TASKS FOR THIS EXERCISE ::
(1) Please explain, in one to three sentences, why the review of The High Note says Ross might have dreaded playing this role.
(2) Reproduce the passage of the review between "Ladies and gentlemen, Miss" and "the pop spotlight.", inclusive.

Metro Weekly

Film Review: The High Note

Tracee Ellis Ross and Dakota Johnson make a formidable team as a pop diva and her girl Friday in sweetly soulful "The High Note."

high note, Tracee Ellis Ross, dakota johnson
The High Note: Tracee Ellis Ross — Photo: Glen Wilson / Focus Features

Ladies and gentlemen, Miss Ross has entered the building. That would be Tracee Ellis Ross, of course — a consistently leading light on ABC’s long-running hit sitcom Black-ish, and a believable singing superstar in her fluid performance as fictional pop/R&B artist Grace Davis in The High Note (★★★☆☆). One could imagine that from the start of her award-winning acting career, Ross might have dreamed of and dreaded playing a role that would invite such exact comparisons to her supremely famous mother. Yet, she carries that legacy with apparent ease, offering a sharp, nuanced take on a legendary songstress who may be aging out of the pop spotlight.

While singer/songwriter Grace Davis still has her heart set on creating new music, her record company is ready to shuffle her act off to a lucrative Vegas residency performing her old hits. Think of Celine Dion, they tell her. The movie makes a strong but subtle point by setting Grace up against a roomful of young dude record execs to defend her continued relevance as a black female artist over forty. She doesn’t get much support in the room from her longtime manager Jack, played by Ice Cube, another accomplished actor with inside knowledge of the music business.

INFORMATION SHOWN ::
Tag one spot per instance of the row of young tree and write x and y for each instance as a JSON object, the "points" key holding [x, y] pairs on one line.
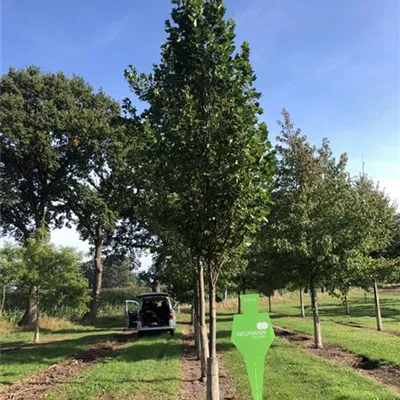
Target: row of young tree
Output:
{"points": [[193, 177]]}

THE REPLIES ::
(1) The role of a singing superstar would invite exact comparisons to her supremely famous mother.

(2)
Ladies and gentlemen, Miss Ross has entered the building. That would be Tracee Ellis Ross, of course — a consistently leading light on ABC’s long-running hit sitcom Black-ish, and a believable singing superstar in her fluid performance as fictional pop/R&B artist Grace Davis in The High Note (★★★☆☆). One could imagine that from the start of her award-winning acting career, Ross might have dreamed of and dreaded playing a role that would invite such exact comparisons to her supremely famous mother. Yet, she carries that legacy with apparent ease, offering a sharp, nuanced take on a legendary songstress who may be aging out of the pop spotlight.